What you need to do. Render each of the entries below as a Markdown table with the columns Row and Line, giving one numbered row per line and leaving out blank lines.

Data shown.
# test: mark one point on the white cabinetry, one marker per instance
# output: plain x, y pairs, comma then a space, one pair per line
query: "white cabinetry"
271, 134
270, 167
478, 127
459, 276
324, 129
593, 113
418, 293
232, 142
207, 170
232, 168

Exercise result.
| Row | Line |
|---|---|
| 1 | # test: mark one point on the white cabinetry, one marker per instance |
| 2 | # output: plain x, y pairs, comma then a space, one pair per line |
| 3 | query: "white cabinetry" |
| 4 | 271, 134 |
| 5 | 270, 167 |
| 6 | 478, 127 |
| 7 | 459, 276 |
| 8 | 324, 129 |
| 9 | 593, 113 |
| 10 | 418, 293 |
| 11 | 232, 142 |
| 12 | 207, 170 |
| 13 | 232, 168 |